start GIVEN INFORMATION

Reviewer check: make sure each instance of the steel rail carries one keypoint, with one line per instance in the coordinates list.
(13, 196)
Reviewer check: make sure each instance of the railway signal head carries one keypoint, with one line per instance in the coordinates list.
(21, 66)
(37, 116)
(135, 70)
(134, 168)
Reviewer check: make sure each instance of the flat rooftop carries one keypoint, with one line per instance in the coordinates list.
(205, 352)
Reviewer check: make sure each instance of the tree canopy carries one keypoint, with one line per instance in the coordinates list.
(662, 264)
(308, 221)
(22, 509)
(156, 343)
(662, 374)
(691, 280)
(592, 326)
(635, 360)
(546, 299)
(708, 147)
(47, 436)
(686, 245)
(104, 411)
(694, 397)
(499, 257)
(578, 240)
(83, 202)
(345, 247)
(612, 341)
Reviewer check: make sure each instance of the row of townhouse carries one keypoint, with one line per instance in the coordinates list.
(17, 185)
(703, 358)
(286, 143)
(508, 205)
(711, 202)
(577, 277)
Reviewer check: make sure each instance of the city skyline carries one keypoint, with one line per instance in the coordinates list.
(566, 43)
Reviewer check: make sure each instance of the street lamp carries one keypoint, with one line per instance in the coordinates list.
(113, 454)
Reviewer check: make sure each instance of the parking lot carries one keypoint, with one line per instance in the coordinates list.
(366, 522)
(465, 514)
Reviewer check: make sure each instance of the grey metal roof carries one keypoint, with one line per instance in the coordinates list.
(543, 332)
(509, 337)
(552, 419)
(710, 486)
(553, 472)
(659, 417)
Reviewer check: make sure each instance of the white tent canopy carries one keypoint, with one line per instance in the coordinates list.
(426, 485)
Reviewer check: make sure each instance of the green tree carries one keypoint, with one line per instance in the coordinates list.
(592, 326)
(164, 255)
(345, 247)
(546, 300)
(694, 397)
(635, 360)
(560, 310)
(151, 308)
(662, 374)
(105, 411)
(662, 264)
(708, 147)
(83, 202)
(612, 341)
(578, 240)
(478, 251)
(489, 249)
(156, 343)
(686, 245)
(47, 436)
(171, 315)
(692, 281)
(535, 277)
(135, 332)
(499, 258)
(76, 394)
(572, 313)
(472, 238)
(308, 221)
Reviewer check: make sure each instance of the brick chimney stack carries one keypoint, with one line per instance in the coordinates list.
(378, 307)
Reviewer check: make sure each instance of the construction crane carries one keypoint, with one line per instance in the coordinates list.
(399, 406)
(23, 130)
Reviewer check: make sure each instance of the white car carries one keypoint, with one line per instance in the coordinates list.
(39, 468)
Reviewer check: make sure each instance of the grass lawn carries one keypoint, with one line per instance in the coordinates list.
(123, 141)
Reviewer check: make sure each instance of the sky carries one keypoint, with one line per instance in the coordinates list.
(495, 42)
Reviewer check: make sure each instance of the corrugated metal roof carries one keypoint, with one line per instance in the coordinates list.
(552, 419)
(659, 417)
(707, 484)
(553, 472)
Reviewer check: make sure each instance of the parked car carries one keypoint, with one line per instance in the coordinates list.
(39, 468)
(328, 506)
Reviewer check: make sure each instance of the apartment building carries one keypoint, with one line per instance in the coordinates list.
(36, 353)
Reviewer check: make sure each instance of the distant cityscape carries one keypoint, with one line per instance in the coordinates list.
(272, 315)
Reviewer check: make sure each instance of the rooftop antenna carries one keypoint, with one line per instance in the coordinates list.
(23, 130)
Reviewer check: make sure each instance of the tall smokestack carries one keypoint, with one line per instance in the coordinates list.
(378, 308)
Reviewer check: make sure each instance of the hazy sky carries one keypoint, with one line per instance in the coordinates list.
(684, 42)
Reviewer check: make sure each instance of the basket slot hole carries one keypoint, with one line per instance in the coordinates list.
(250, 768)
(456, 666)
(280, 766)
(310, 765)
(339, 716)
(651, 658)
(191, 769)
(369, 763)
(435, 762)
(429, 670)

end GIVEN INFORMATION

● **REQUIREMENTS**
Repeat the records from the line containing "Reviewer check: make sure each instance of the construction" through the end of the records, swapping "hazy sky" for "overcast sky" and leaving everything else unchanged.

● **FINISHED ANSWER**
Reviewer check: make sure each instance of the construction crane carries one keypoint, with one line per instance in the coordinates list.
(399, 406)
(23, 130)
Reviewer check: make sure each instance of the white car carries one keypoint, with one line per instance in the coordinates list.
(39, 468)
Reviewer check: make sure each instance of the grass lawn carries one keypoint, with one line per instance in the coordinates list.
(123, 141)
Reviewer check: make sure each instance of the sky carries one keypoint, with one line per instance in the coordinates list.
(495, 42)
Reviewer check: make sure each instance of the corrugated metal roof carries one keypoint, with one line per instance in the coordinates list.
(552, 419)
(659, 417)
(707, 484)
(553, 472)
Reviewer check: make sure each instance of the parked car carries one keypoint, with one line per instance in the coordinates list.
(39, 468)
(328, 506)
Reviewer check: make sure each instance of the apartment building carries one keypoint, with one line per instance in the coordinates list.
(36, 353)
Reviewer check: make sure each instance of the distant cityscape carries one keypoint, with one line per instance in the coordinates list.
(272, 315)
Reviewer check: make sure each instance of the rooftop antenna carries one keypoint, with one line per instance in the coordinates list.
(23, 130)
Reviewer check: make sure each instance of the tall smokestack carries one keypoint, with one line per instance in the coordinates list.
(378, 308)
Reviewer check: make sure each instance of the overcast sky carries one keypoint, with one line per instance in the coordinates list.
(684, 42)
Reviewer check: make sure each instance of the basket slot hole carries one keypoint, with one line per instance in the coordinates list.
(250, 768)
(456, 666)
(280, 766)
(310, 765)
(339, 716)
(651, 658)
(191, 769)
(369, 763)
(435, 762)
(429, 670)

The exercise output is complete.